Problem.
Copy only the lines in the items below from the one containing "Can you find the wooden" through the one containing "pixel 74 197", including both of those lines.

The input.
'''

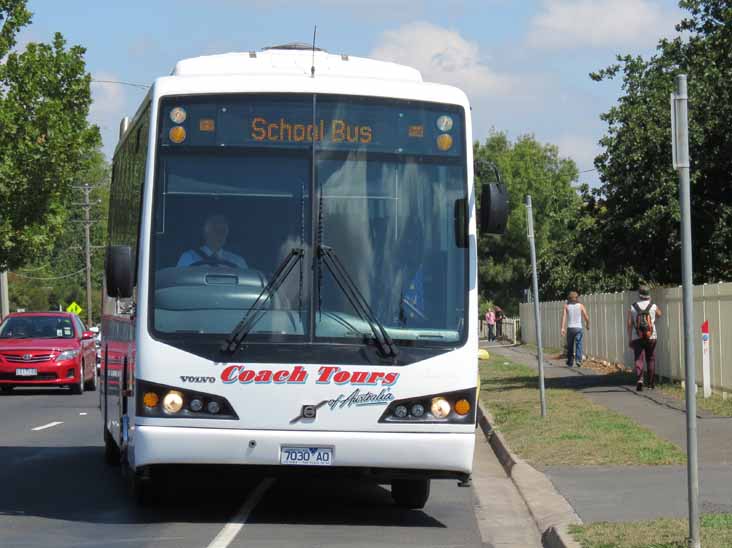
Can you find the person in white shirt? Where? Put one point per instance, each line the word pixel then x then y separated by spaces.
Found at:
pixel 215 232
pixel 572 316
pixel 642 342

'''
'''

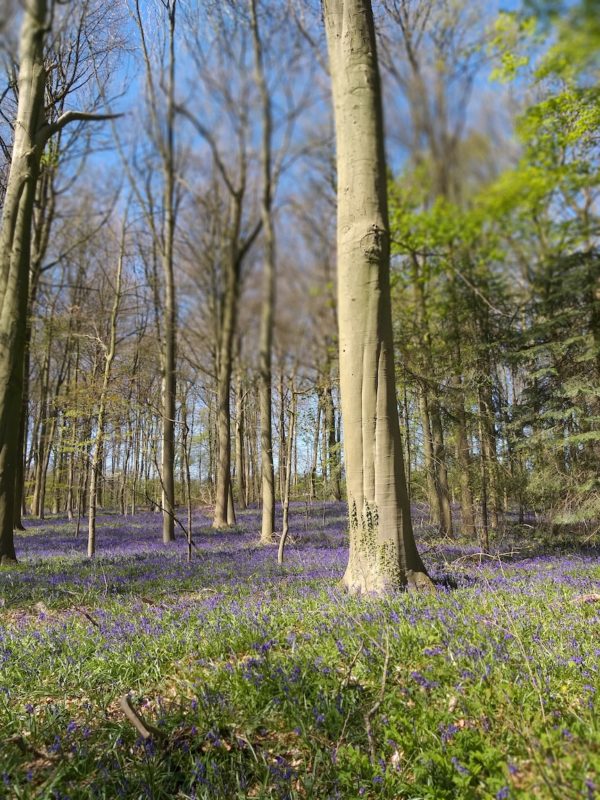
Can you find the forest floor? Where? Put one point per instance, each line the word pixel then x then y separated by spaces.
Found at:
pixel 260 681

'''
'''

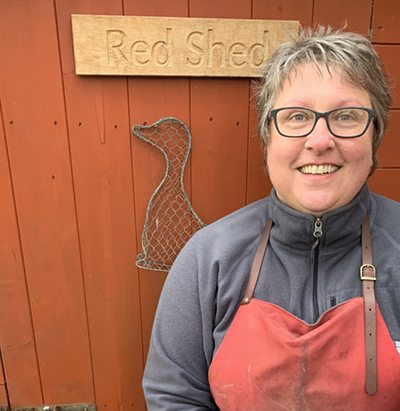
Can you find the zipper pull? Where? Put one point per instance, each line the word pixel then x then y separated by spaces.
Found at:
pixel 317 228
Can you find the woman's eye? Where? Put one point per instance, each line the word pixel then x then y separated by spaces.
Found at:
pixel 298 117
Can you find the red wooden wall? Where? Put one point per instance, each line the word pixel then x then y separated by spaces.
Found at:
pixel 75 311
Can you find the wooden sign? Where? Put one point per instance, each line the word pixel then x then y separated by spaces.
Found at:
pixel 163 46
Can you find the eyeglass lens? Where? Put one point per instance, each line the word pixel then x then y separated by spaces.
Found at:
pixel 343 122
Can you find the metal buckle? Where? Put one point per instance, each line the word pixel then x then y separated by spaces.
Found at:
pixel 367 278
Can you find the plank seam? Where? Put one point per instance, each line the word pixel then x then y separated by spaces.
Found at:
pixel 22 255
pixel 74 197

'''

Task output.
Can you find the wooden sign? Where? Put one point per instance, each line the word pixel then x then y separated by spaces.
Found at:
pixel 163 46
Can you find the eyeglass lens? Where? Put one point per instance, each line the word pixel then x then y separated by spaces.
Found at:
pixel 343 122
Can you find the metal buckle? Where? Put one point per instance, each line the word pixel then x then y separated by spaces.
Found at:
pixel 367 278
Can you find the plank seam? Where? Put one point per instance, each line the word pixel then x then y separated by spaces.
Found at:
pixel 22 255
pixel 74 197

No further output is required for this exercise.